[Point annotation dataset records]
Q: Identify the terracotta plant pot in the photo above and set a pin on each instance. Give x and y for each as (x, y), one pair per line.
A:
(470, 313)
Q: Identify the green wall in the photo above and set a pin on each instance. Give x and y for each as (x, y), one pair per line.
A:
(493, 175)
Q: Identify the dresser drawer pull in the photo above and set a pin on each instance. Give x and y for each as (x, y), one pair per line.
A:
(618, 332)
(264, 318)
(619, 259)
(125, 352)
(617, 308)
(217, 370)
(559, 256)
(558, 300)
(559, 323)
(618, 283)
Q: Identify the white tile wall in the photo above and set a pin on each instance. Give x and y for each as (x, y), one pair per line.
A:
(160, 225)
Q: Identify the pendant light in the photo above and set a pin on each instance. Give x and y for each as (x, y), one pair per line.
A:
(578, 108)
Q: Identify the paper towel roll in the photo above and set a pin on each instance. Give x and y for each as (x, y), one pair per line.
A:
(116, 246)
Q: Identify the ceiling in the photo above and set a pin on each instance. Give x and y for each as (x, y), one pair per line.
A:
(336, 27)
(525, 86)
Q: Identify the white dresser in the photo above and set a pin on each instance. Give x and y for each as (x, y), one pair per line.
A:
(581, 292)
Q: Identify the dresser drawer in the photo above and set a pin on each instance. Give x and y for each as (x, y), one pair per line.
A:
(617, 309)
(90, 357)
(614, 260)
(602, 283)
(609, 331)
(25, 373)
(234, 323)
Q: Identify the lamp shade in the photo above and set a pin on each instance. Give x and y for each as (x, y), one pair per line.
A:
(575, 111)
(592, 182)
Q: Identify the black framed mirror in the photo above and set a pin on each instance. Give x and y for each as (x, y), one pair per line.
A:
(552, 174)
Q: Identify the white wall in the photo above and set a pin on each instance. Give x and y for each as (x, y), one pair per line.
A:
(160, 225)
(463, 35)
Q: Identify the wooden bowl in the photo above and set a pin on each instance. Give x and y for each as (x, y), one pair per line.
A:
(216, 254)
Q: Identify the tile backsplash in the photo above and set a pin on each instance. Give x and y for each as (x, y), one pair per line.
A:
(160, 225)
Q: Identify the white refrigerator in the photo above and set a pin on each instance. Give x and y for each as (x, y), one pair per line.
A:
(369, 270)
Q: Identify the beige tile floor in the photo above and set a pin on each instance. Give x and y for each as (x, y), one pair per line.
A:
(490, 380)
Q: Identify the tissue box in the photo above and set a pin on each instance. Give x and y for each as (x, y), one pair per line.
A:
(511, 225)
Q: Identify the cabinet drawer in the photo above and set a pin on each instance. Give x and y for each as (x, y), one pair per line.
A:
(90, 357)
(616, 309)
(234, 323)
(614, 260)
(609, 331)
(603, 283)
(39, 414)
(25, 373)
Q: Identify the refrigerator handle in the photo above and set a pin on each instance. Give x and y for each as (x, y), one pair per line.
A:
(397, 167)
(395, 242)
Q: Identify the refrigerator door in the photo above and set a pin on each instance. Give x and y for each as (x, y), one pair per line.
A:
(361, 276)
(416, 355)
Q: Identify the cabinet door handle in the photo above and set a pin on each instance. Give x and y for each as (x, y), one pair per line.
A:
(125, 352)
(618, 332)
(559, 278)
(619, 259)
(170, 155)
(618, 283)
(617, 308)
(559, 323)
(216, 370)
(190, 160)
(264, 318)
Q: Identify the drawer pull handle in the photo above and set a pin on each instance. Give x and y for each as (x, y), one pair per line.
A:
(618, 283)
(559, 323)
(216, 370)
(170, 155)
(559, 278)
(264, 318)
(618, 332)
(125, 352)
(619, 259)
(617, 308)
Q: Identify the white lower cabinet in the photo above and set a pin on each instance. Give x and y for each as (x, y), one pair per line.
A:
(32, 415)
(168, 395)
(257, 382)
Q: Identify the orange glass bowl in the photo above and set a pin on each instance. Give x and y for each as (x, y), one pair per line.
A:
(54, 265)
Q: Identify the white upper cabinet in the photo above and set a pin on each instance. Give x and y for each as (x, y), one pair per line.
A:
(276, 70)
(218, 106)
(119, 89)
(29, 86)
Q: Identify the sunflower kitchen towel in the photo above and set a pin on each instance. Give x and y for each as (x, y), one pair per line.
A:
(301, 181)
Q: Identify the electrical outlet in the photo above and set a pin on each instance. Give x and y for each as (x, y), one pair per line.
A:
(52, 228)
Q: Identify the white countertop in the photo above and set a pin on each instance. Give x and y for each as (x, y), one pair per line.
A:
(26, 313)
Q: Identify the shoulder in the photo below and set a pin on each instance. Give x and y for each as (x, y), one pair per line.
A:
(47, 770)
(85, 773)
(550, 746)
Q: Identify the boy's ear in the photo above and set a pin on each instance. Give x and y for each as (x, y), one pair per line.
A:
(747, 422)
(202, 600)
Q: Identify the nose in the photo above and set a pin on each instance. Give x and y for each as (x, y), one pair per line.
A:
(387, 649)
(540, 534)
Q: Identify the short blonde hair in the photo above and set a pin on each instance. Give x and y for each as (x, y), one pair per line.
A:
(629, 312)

--- Task instructions ---
Return every record, word for word.

--- Reply to the task ---
Q: Identify the terracotta plant pot in the photo above and set a pin on each instance. Give x and y for each as (x, y), one pair per line.
A:
(470, 313)
Q: Identify the green wall in the photo above and set a pin on each instance. Give x and y for each as (x, y), one pair per line.
A:
(493, 175)
Q: Identify the dresser drawer pull in the photo above and set a pin on each instance. Give x and y for each as (x, y), one pair per line.
A:
(618, 332)
(264, 318)
(619, 259)
(125, 352)
(617, 308)
(217, 370)
(559, 256)
(558, 300)
(559, 323)
(618, 283)
Q: Identify the white tile wall in the photo above and set a pin on each instance. Give x and y for each as (x, y), one pair per line.
A:
(160, 225)
Q: Identify the pendant light in the photo above and set a pin on each instance. Give x and y for each as (x, y), one pair per line.
A:
(578, 108)
Q: Identify the paper towel roll in the photo above and set a pin on each instance. Give x and y for each as (x, y), one pair per line.
A:
(116, 246)
Q: Identify the ceiling in the photo above and set a pin on each instance. Give x and y for each as (x, y), one pair per line.
A:
(336, 27)
(525, 86)
Q: Identify the white dresser in the photo above and set a pin on each instance. Give x and y for each as (x, y), one pair per line.
A:
(581, 292)
Q: Identify the dresser drawer in the photo above and set a pin on each instance. Give x and y for each as (x, y), one pair per line.
A:
(617, 309)
(90, 357)
(614, 260)
(602, 283)
(609, 331)
(25, 373)
(234, 323)
Q: Identify the lamp shade in the photo above and set a pin on each instance. Give x and y for each as (x, y), one pair per line.
A:
(575, 111)
(592, 182)
Q: Identify the black framed mirror in the photo above and set a pin on each instance. Give x and y for each as (x, y), one pair per line.
A:
(552, 174)
Q: Identify the white wall in the photo above and set a pin on each instance. Give x and y for each as (x, y), one pair per line.
A:
(160, 225)
(463, 35)
Q: Identify the wooden bowl in the photo above and set a pin on each instance. Give x and y for each as (x, y), one pair per line.
A:
(216, 254)
Q: Identify the tile backsplash in the photo above and set a pin on each instance. Give x and y for each as (x, y), one pair per line.
A:
(160, 225)
Q: Identify the white refrigerator in the photo above and set a pin on each instance. Give x and y for each as (x, y), one pair per line.
A:
(369, 270)
Q: Identify the beige tile floor in the photo above and set a pin on each instance. Give x and y for each as (x, y), one pair per line.
A:
(490, 380)
Q: Identify the tissue box in the photo above and set a pin on each instance. Give x and y for each as (x, y), one pair per line.
A:
(511, 225)
Q: Identify the cabinet drawer in the photo above and set a pin on each instance. Give x and y for each as (x, y), one pair per line.
A:
(90, 357)
(616, 309)
(234, 323)
(614, 260)
(609, 331)
(603, 283)
(39, 414)
(25, 373)
Q: Identify the refrigerator handle in the photo above and set a pin on each instance. Give x and y for each as (x, y), one pair per line.
A:
(397, 167)
(395, 242)
Q: Identify the refrigerator door in the photo above and set a pin on each instance. Give x and y for each as (x, y), one pair per line.
A:
(361, 276)
(416, 355)
Q: Identify the cabinet door handle in the photo above and set a pin on each instance. Give x and y for each as (x, y), one pair per line.
A:
(125, 352)
(618, 332)
(559, 278)
(619, 259)
(170, 155)
(618, 283)
(617, 308)
(559, 323)
(216, 370)
(190, 160)
(264, 318)
Q: Identify the drawer pull handle in the photo above and set a pin on each instance. Give x and y for each as (x, y), one pair per line.
A:
(618, 283)
(559, 323)
(216, 370)
(170, 155)
(559, 278)
(264, 318)
(618, 332)
(125, 352)
(619, 259)
(617, 308)
Q: Identify the white lower cabinet in the photo above and set a pin on each instance. Give x and y for each as (x, y), one pair per line.
A:
(32, 415)
(168, 395)
(257, 382)
Q: Identify the orange glass bowl in the photo above and set a pin on each instance. Give x and y for each as (x, y), one pair per line.
A:
(54, 265)
Q: Identify the white upper cabinet in the photo above and set a pin on each instance. Give x and y for each as (x, y), one pair per line.
A:
(276, 70)
(218, 106)
(119, 89)
(29, 86)
Q: Identify the sunflower kitchen towel in the photo above and set a pin on each instance. Give x and y for each as (x, y), one pair per line.
A:
(301, 181)
Q: Identify the electrical outlet in the photo above and set a pin on each instance. Give x and y for each as (x, y), one pair per line.
A:
(52, 228)
Q: Identify the white countertop in the photo above and set a pin on each instance. Give x and y for each as (x, y), one pair per line.
A:
(26, 313)
Q: Identify the shoulder in the photo below and set a pin on each instance. Give x and y for each as (x, y), one pair per line.
A:
(47, 770)
(85, 773)
(550, 746)
Q: Identify the boy's ear in the photo above and set a pin on each instance. Give x and y for each as (x, y), one pair per line.
A:
(747, 422)
(202, 600)
Q: Identify the nose in the photo above and set a pin on each instance. Give x and y for each as (x, y), one pair per line.
A:
(387, 649)
(540, 534)
Q: Identify the short blonde hair in the photo above and set a pin on each instance. Give x and y for each as (x, y), one pair per line.
A:
(629, 312)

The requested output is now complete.